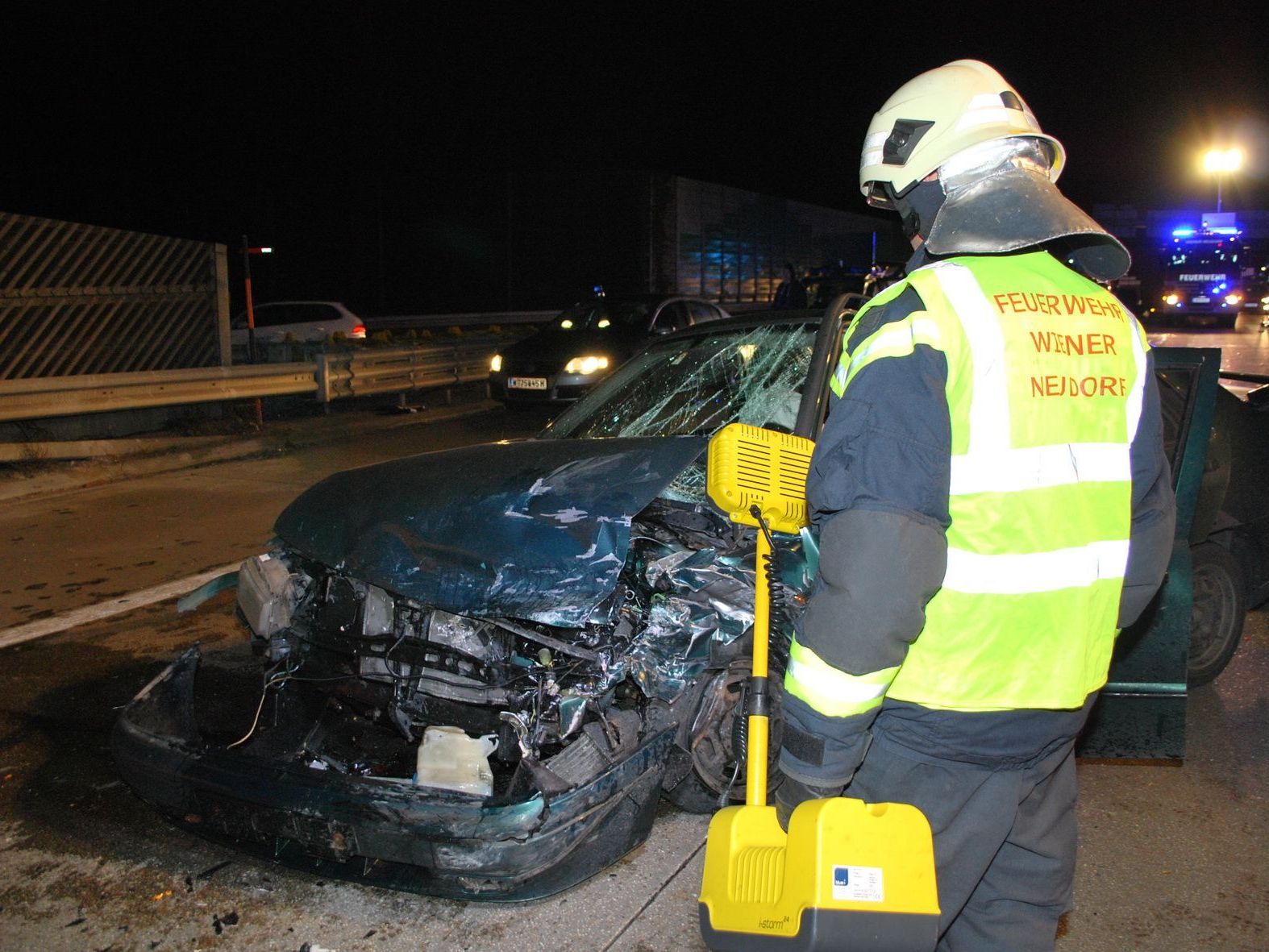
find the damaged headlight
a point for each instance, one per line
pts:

--

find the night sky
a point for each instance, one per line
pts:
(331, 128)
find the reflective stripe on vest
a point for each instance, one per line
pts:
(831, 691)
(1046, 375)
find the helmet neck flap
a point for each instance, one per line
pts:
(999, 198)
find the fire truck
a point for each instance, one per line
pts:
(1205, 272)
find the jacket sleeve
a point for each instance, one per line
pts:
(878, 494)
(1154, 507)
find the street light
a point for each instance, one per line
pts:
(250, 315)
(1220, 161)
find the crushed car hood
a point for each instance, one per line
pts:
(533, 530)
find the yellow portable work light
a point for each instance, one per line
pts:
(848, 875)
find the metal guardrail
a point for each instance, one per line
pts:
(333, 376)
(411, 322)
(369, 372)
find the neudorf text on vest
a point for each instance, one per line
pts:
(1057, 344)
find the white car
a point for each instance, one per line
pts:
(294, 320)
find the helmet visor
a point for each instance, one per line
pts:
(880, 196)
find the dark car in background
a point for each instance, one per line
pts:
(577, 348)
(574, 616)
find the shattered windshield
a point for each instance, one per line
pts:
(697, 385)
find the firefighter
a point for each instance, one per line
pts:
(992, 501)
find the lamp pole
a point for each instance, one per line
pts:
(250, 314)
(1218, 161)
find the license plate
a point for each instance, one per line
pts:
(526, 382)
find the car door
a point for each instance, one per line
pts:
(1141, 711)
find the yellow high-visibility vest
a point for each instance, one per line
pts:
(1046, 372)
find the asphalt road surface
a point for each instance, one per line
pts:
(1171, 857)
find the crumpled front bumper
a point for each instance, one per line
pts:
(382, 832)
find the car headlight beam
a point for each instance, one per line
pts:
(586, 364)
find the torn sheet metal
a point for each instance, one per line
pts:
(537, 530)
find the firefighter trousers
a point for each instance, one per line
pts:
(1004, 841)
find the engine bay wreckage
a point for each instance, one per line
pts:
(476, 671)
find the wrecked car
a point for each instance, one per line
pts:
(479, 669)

...

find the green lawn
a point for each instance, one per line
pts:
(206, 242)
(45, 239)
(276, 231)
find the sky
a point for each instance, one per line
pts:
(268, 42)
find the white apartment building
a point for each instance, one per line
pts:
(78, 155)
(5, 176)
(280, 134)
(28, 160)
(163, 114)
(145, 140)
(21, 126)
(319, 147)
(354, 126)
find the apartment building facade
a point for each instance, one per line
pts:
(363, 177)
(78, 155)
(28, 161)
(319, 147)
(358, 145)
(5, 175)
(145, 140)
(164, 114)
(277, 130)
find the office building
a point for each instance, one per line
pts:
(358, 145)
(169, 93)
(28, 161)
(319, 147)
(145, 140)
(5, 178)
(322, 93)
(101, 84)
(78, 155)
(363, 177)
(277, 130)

Aim of the exercise
From the lines above, extract every one that contains the string "headlight", and reproduce each unchanged.

Complete response
find the damaged headlight
find the car headlight beam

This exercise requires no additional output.